*** TASK DATA ***

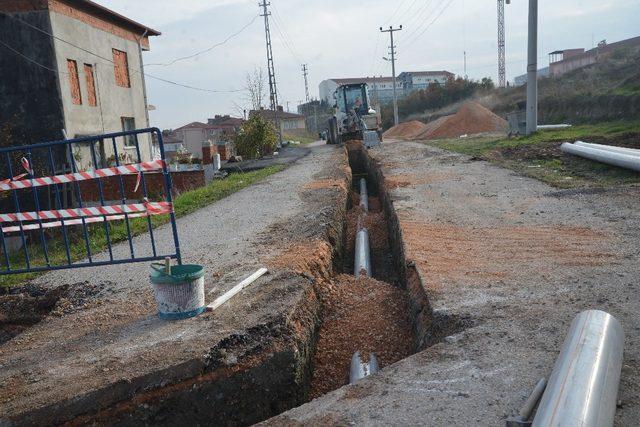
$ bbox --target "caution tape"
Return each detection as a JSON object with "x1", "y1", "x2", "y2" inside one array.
[
  {"x1": 0, "y1": 202, "x2": 172, "y2": 223},
  {"x1": 1, "y1": 206, "x2": 172, "y2": 233},
  {"x1": 0, "y1": 160, "x2": 166, "y2": 192}
]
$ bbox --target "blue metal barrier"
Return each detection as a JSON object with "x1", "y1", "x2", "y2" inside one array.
[{"x1": 0, "y1": 127, "x2": 181, "y2": 275}]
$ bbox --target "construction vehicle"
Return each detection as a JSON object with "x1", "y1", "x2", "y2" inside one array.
[{"x1": 327, "y1": 83, "x2": 381, "y2": 146}]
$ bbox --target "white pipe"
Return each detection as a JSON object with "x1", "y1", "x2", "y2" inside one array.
[
  {"x1": 560, "y1": 142, "x2": 640, "y2": 172},
  {"x1": 359, "y1": 178, "x2": 369, "y2": 212},
  {"x1": 350, "y1": 351, "x2": 379, "y2": 383},
  {"x1": 206, "y1": 268, "x2": 268, "y2": 311},
  {"x1": 574, "y1": 141, "x2": 640, "y2": 157},
  {"x1": 354, "y1": 228, "x2": 372, "y2": 277},
  {"x1": 537, "y1": 124, "x2": 572, "y2": 130},
  {"x1": 533, "y1": 310, "x2": 624, "y2": 427}
]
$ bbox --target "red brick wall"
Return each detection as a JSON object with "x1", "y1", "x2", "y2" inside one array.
[
  {"x1": 202, "y1": 145, "x2": 215, "y2": 165},
  {"x1": 79, "y1": 170, "x2": 205, "y2": 201}
]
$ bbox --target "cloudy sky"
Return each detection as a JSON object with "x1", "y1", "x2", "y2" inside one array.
[{"x1": 99, "y1": 0, "x2": 639, "y2": 129}]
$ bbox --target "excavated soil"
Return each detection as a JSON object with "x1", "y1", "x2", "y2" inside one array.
[
  {"x1": 415, "y1": 101, "x2": 507, "y2": 140},
  {"x1": 309, "y1": 274, "x2": 413, "y2": 399},
  {"x1": 399, "y1": 218, "x2": 615, "y2": 293},
  {"x1": 382, "y1": 120, "x2": 429, "y2": 140}
]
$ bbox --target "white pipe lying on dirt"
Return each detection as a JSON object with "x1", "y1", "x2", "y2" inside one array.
[
  {"x1": 349, "y1": 351, "x2": 379, "y2": 383},
  {"x1": 537, "y1": 124, "x2": 572, "y2": 130},
  {"x1": 574, "y1": 141, "x2": 640, "y2": 157},
  {"x1": 560, "y1": 142, "x2": 640, "y2": 172},
  {"x1": 359, "y1": 178, "x2": 369, "y2": 212},
  {"x1": 533, "y1": 310, "x2": 624, "y2": 427},
  {"x1": 354, "y1": 228, "x2": 371, "y2": 277},
  {"x1": 206, "y1": 268, "x2": 268, "y2": 311}
]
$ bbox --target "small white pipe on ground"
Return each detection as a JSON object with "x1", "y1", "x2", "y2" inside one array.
[
  {"x1": 537, "y1": 124, "x2": 572, "y2": 130},
  {"x1": 533, "y1": 310, "x2": 624, "y2": 427},
  {"x1": 206, "y1": 267, "x2": 268, "y2": 311},
  {"x1": 560, "y1": 142, "x2": 640, "y2": 172},
  {"x1": 354, "y1": 228, "x2": 372, "y2": 277},
  {"x1": 359, "y1": 178, "x2": 369, "y2": 212},
  {"x1": 574, "y1": 141, "x2": 640, "y2": 157}
]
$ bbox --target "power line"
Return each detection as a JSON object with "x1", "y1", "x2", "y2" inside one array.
[
  {"x1": 145, "y1": 14, "x2": 260, "y2": 67},
  {"x1": 0, "y1": 38, "x2": 67, "y2": 74},
  {"x1": 405, "y1": 0, "x2": 456, "y2": 48},
  {"x1": 0, "y1": 10, "x2": 242, "y2": 94},
  {"x1": 270, "y1": 3, "x2": 305, "y2": 64}
]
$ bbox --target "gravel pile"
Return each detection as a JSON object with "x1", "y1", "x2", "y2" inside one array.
[
  {"x1": 383, "y1": 120, "x2": 429, "y2": 140},
  {"x1": 415, "y1": 101, "x2": 507, "y2": 140}
]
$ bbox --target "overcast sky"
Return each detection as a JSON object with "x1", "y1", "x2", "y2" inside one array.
[{"x1": 99, "y1": 0, "x2": 639, "y2": 129}]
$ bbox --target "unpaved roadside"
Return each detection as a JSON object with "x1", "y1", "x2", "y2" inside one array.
[{"x1": 267, "y1": 140, "x2": 640, "y2": 425}]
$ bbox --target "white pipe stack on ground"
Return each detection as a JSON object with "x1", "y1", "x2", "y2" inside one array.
[
  {"x1": 354, "y1": 228, "x2": 372, "y2": 277},
  {"x1": 574, "y1": 141, "x2": 640, "y2": 157},
  {"x1": 560, "y1": 142, "x2": 640, "y2": 172},
  {"x1": 533, "y1": 310, "x2": 624, "y2": 427},
  {"x1": 359, "y1": 178, "x2": 369, "y2": 212},
  {"x1": 537, "y1": 124, "x2": 572, "y2": 130}
]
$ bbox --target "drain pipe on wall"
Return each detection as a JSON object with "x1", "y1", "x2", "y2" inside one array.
[{"x1": 532, "y1": 310, "x2": 624, "y2": 427}]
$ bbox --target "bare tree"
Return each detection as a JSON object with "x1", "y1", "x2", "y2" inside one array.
[{"x1": 245, "y1": 67, "x2": 267, "y2": 111}]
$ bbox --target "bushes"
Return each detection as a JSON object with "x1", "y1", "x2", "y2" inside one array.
[{"x1": 234, "y1": 116, "x2": 278, "y2": 159}]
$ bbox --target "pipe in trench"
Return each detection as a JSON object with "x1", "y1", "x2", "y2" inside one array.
[
  {"x1": 574, "y1": 141, "x2": 640, "y2": 157},
  {"x1": 359, "y1": 178, "x2": 369, "y2": 212},
  {"x1": 354, "y1": 228, "x2": 372, "y2": 277},
  {"x1": 533, "y1": 310, "x2": 624, "y2": 427},
  {"x1": 560, "y1": 142, "x2": 640, "y2": 172},
  {"x1": 349, "y1": 351, "x2": 379, "y2": 383}
]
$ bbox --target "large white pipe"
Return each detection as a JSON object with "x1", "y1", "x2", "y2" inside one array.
[
  {"x1": 574, "y1": 141, "x2": 640, "y2": 157},
  {"x1": 350, "y1": 351, "x2": 379, "y2": 383},
  {"x1": 533, "y1": 310, "x2": 624, "y2": 427},
  {"x1": 359, "y1": 178, "x2": 369, "y2": 212},
  {"x1": 560, "y1": 142, "x2": 640, "y2": 172},
  {"x1": 354, "y1": 228, "x2": 371, "y2": 277}
]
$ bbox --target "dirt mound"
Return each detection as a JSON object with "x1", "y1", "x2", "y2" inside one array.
[
  {"x1": 383, "y1": 120, "x2": 429, "y2": 140},
  {"x1": 415, "y1": 101, "x2": 507, "y2": 140}
]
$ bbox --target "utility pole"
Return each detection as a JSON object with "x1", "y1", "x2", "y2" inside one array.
[
  {"x1": 463, "y1": 51, "x2": 468, "y2": 79},
  {"x1": 302, "y1": 64, "x2": 310, "y2": 103},
  {"x1": 526, "y1": 0, "x2": 538, "y2": 135},
  {"x1": 259, "y1": 1, "x2": 281, "y2": 143},
  {"x1": 497, "y1": 0, "x2": 506, "y2": 88},
  {"x1": 380, "y1": 25, "x2": 402, "y2": 126}
]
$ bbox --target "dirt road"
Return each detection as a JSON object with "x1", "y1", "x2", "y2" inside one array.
[{"x1": 268, "y1": 140, "x2": 640, "y2": 425}]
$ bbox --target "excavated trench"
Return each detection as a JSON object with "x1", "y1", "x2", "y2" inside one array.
[{"x1": 0, "y1": 142, "x2": 469, "y2": 426}]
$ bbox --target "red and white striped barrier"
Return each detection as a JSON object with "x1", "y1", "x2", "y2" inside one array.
[
  {"x1": 0, "y1": 202, "x2": 172, "y2": 223},
  {"x1": 0, "y1": 160, "x2": 165, "y2": 192},
  {"x1": 1, "y1": 206, "x2": 172, "y2": 233}
]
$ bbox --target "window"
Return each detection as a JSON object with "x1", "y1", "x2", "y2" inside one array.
[
  {"x1": 121, "y1": 117, "x2": 136, "y2": 147},
  {"x1": 84, "y1": 64, "x2": 97, "y2": 106},
  {"x1": 112, "y1": 49, "x2": 130, "y2": 88},
  {"x1": 67, "y1": 59, "x2": 82, "y2": 105}
]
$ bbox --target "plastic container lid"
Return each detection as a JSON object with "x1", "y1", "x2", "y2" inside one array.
[{"x1": 150, "y1": 264, "x2": 205, "y2": 285}]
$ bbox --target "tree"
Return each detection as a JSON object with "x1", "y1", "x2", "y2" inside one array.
[
  {"x1": 244, "y1": 68, "x2": 267, "y2": 111},
  {"x1": 234, "y1": 115, "x2": 277, "y2": 159}
]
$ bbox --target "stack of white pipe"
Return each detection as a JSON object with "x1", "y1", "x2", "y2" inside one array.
[{"x1": 560, "y1": 140, "x2": 640, "y2": 172}]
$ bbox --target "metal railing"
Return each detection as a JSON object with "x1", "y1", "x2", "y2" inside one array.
[{"x1": 0, "y1": 127, "x2": 181, "y2": 275}]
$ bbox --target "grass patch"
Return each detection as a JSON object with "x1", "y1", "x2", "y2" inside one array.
[
  {"x1": 426, "y1": 120, "x2": 640, "y2": 188},
  {"x1": 0, "y1": 165, "x2": 285, "y2": 288}
]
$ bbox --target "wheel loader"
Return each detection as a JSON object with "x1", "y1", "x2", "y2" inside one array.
[{"x1": 327, "y1": 83, "x2": 382, "y2": 147}]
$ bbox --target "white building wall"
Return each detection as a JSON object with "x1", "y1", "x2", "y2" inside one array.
[
  {"x1": 319, "y1": 79, "x2": 339, "y2": 103},
  {"x1": 49, "y1": 10, "x2": 152, "y2": 167},
  {"x1": 178, "y1": 128, "x2": 206, "y2": 159}
]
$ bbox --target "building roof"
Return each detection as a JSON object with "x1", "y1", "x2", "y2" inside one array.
[
  {"x1": 401, "y1": 70, "x2": 454, "y2": 77},
  {"x1": 330, "y1": 77, "x2": 394, "y2": 84},
  {"x1": 208, "y1": 116, "x2": 244, "y2": 127},
  {"x1": 549, "y1": 36, "x2": 640, "y2": 63},
  {"x1": 68, "y1": 0, "x2": 161, "y2": 36},
  {"x1": 175, "y1": 121, "x2": 212, "y2": 131},
  {"x1": 250, "y1": 109, "x2": 305, "y2": 120}
]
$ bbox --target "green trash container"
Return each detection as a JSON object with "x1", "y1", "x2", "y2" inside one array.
[{"x1": 150, "y1": 264, "x2": 205, "y2": 320}]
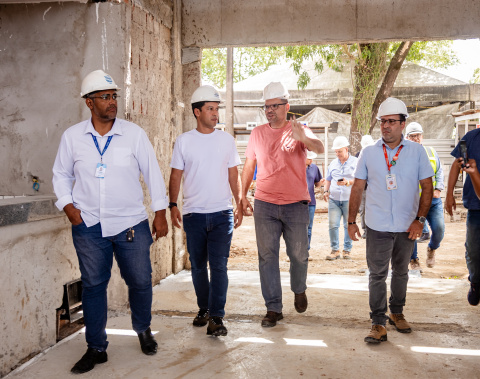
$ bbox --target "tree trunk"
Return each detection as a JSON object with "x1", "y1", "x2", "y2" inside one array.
[
  {"x1": 349, "y1": 43, "x2": 389, "y2": 155},
  {"x1": 368, "y1": 41, "x2": 414, "y2": 134}
]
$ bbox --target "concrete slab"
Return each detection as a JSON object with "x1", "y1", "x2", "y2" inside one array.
[{"x1": 6, "y1": 271, "x2": 480, "y2": 378}]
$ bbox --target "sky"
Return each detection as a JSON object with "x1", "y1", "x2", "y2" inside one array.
[{"x1": 421, "y1": 39, "x2": 480, "y2": 83}]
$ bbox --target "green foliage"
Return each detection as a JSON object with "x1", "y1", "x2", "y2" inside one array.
[
  {"x1": 471, "y1": 68, "x2": 480, "y2": 83},
  {"x1": 390, "y1": 40, "x2": 459, "y2": 69},
  {"x1": 201, "y1": 47, "x2": 284, "y2": 88}
]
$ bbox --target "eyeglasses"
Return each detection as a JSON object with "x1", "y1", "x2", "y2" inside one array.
[
  {"x1": 263, "y1": 103, "x2": 287, "y2": 111},
  {"x1": 88, "y1": 93, "x2": 120, "y2": 101},
  {"x1": 380, "y1": 119, "x2": 402, "y2": 126}
]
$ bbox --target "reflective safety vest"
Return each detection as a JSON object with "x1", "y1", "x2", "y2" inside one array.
[
  {"x1": 424, "y1": 146, "x2": 437, "y2": 189},
  {"x1": 419, "y1": 146, "x2": 437, "y2": 193}
]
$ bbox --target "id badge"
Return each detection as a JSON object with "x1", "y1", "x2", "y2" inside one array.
[
  {"x1": 386, "y1": 174, "x2": 397, "y2": 190},
  {"x1": 95, "y1": 163, "x2": 107, "y2": 178}
]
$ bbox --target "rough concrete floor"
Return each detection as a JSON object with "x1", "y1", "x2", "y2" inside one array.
[{"x1": 6, "y1": 271, "x2": 480, "y2": 379}]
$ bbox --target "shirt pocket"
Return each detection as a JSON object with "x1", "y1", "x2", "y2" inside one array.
[{"x1": 113, "y1": 147, "x2": 132, "y2": 167}]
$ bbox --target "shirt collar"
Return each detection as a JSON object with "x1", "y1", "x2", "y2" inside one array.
[
  {"x1": 83, "y1": 118, "x2": 124, "y2": 137},
  {"x1": 379, "y1": 135, "x2": 405, "y2": 151}
]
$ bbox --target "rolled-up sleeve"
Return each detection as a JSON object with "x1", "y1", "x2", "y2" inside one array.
[
  {"x1": 135, "y1": 129, "x2": 168, "y2": 212},
  {"x1": 434, "y1": 151, "x2": 445, "y2": 190},
  {"x1": 52, "y1": 133, "x2": 75, "y2": 210}
]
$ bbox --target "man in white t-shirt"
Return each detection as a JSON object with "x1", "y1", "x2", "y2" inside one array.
[{"x1": 169, "y1": 85, "x2": 242, "y2": 337}]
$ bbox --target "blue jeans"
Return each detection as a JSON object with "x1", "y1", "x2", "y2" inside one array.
[
  {"x1": 307, "y1": 205, "x2": 316, "y2": 251},
  {"x1": 328, "y1": 199, "x2": 352, "y2": 252},
  {"x1": 466, "y1": 210, "x2": 480, "y2": 284},
  {"x1": 366, "y1": 227, "x2": 414, "y2": 325},
  {"x1": 253, "y1": 199, "x2": 309, "y2": 313},
  {"x1": 72, "y1": 219, "x2": 153, "y2": 351},
  {"x1": 183, "y1": 210, "x2": 234, "y2": 318},
  {"x1": 411, "y1": 197, "x2": 445, "y2": 259}
]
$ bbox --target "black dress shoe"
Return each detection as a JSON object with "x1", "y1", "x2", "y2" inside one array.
[
  {"x1": 71, "y1": 348, "x2": 108, "y2": 374},
  {"x1": 138, "y1": 327, "x2": 158, "y2": 355}
]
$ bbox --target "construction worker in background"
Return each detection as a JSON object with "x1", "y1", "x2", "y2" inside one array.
[
  {"x1": 357, "y1": 135, "x2": 376, "y2": 238},
  {"x1": 347, "y1": 97, "x2": 434, "y2": 344},
  {"x1": 446, "y1": 128, "x2": 480, "y2": 306},
  {"x1": 323, "y1": 136, "x2": 358, "y2": 260},
  {"x1": 53, "y1": 70, "x2": 168, "y2": 374},
  {"x1": 241, "y1": 82, "x2": 324, "y2": 327},
  {"x1": 405, "y1": 122, "x2": 445, "y2": 271},
  {"x1": 169, "y1": 85, "x2": 242, "y2": 337},
  {"x1": 306, "y1": 151, "x2": 323, "y2": 253}
]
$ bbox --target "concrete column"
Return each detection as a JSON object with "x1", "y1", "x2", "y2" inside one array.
[
  {"x1": 225, "y1": 47, "x2": 234, "y2": 136},
  {"x1": 182, "y1": 47, "x2": 202, "y2": 132},
  {"x1": 171, "y1": 0, "x2": 187, "y2": 273}
]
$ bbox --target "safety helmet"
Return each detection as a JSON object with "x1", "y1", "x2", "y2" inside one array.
[
  {"x1": 262, "y1": 82, "x2": 290, "y2": 101},
  {"x1": 80, "y1": 70, "x2": 120, "y2": 98},
  {"x1": 332, "y1": 136, "x2": 350, "y2": 150},
  {"x1": 306, "y1": 151, "x2": 317, "y2": 160},
  {"x1": 376, "y1": 97, "x2": 409, "y2": 120},
  {"x1": 405, "y1": 122, "x2": 424, "y2": 136},
  {"x1": 191, "y1": 85, "x2": 221, "y2": 104},
  {"x1": 361, "y1": 135, "x2": 375, "y2": 149}
]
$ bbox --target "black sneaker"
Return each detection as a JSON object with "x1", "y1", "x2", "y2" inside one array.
[
  {"x1": 71, "y1": 348, "x2": 108, "y2": 374},
  {"x1": 261, "y1": 311, "x2": 283, "y2": 327},
  {"x1": 468, "y1": 282, "x2": 480, "y2": 306},
  {"x1": 417, "y1": 232, "x2": 430, "y2": 243},
  {"x1": 193, "y1": 308, "x2": 209, "y2": 327},
  {"x1": 207, "y1": 316, "x2": 228, "y2": 336}
]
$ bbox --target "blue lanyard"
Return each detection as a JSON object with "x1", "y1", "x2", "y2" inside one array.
[{"x1": 91, "y1": 134, "x2": 113, "y2": 162}]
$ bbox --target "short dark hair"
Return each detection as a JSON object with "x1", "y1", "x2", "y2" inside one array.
[
  {"x1": 399, "y1": 114, "x2": 406, "y2": 122},
  {"x1": 191, "y1": 101, "x2": 206, "y2": 118}
]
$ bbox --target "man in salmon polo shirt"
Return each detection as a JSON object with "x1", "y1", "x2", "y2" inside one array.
[{"x1": 241, "y1": 82, "x2": 325, "y2": 327}]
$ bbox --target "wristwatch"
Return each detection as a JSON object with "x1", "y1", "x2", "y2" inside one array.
[
  {"x1": 168, "y1": 202, "x2": 177, "y2": 209},
  {"x1": 415, "y1": 216, "x2": 426, "y2": 224}
]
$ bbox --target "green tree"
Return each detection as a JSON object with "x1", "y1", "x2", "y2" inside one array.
[
  {"x1": 201, "y1": 47, "x2": 284, "y2": 88},
  {"x1": 471, "y1": 68, "x2": 480, "y2": 83},
  {"x1": 283, "y1": 40, "x2": 458, "y2": 152}
]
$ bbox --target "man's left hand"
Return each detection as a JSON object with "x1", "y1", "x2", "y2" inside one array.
[
  {"x1": 433, "y1": 189, "x2": 441, "y2": 198},
  {"x1": 152, "y1": 210, "x2": 168, "y2": 240},
  {"x1": 407, "y1": 220, "x2": 424, "y2": 240}
]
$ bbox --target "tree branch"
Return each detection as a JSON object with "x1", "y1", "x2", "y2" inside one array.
[{"x1": 369, "y1": 41, "x2": 414, "y2": 134}]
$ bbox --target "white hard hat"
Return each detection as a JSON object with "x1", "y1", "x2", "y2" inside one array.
[
  {"x1": 306, "y1": 151, "x2": 317, "y2": 160},
  {"x1": 405, "y1": 122, "x2": 423, "y2": 136},
  {"x1": 262, "y1": 82, "x2": 290, "y2": 101},
  {"x1": 332, "y1": 136, "x2": 350, "y2": 150},
  {"x1": 191, "y1": 85, "x2": 221, "y2": 104},
  {"x1": 376, "y1": 97, "x2": 409, "y2": 120},
  {"x1": 81, "y1": 70, "x2": 120, "y2": 98},
  {"x1": 361, "y1": 135, "x2": 375, "y2": 149}
]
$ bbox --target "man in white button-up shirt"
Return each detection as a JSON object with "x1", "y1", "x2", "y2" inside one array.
[{"x1": 52, "y1": 70, "x2": 168, "y2": 374}]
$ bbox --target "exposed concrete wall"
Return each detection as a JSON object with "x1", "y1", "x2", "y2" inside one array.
[
  {"x1": 182, "y1": 0, "x2": 480, "y2": 48},
  {"x1": 0, "y1": 1, "x2": 183, "y2": 375},
  {"x1": 0, "y1": 214, "x2": 78, "y2": 377}
]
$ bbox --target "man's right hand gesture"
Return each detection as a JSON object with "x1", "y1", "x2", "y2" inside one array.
[{"x1": 63, "y1": 203, "x2": 83, "y2": 225}]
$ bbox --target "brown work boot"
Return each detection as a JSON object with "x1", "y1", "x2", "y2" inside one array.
[
  {"x1": 409, "y1": 258, "x2": 422, "y2": 272},
  {"x1": 343, "y1": 250, "x2": 351, "y2": 260},
  {"x1": 261, "y1": 311, "x2": 283, "y2": 327},
  {"x1": 388, "y1": 313, "x2": 412, "y2": 333},
  {"x1": 326, "y1": 250, "x2": 341, "y2": 260},
  {"x1": 364, "y1": 324, "x2": 387, "y2": 344},
  {"x1": 426, "y1": 247, "x2": 436, "y2": 268},
  {"x1": 294, "y1": 291, "x2": 308, "y2": 313}
]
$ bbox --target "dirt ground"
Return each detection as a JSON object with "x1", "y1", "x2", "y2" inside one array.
[{"x1": 229, "y1": 198, "x2": 469, "y2": 280}]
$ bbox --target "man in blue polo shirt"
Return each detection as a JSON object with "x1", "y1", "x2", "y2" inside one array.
[
  {"x1": 348, "y1": 97, "x2": 433, "y2": 344},
  {"x1": 446, "y1": 127, "x2": 480, "y2": 306}
]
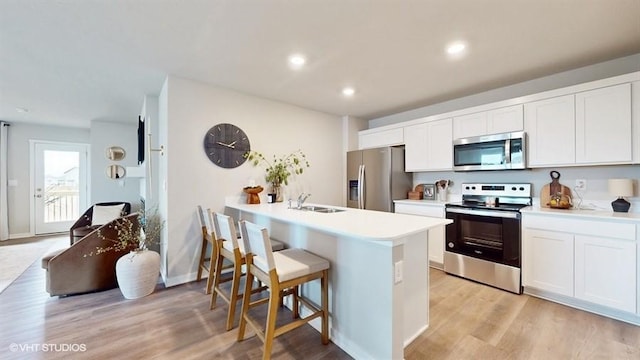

*** End of TASK DATA ***

- [TASK REQUIREMENTS]
Filter the listing above so that only lines holding the word "safety" remain, and report those lines.

- [TASK ANSWER]
$ bbox --target "reflective safety vest"
$ bbox --target "safety helmet"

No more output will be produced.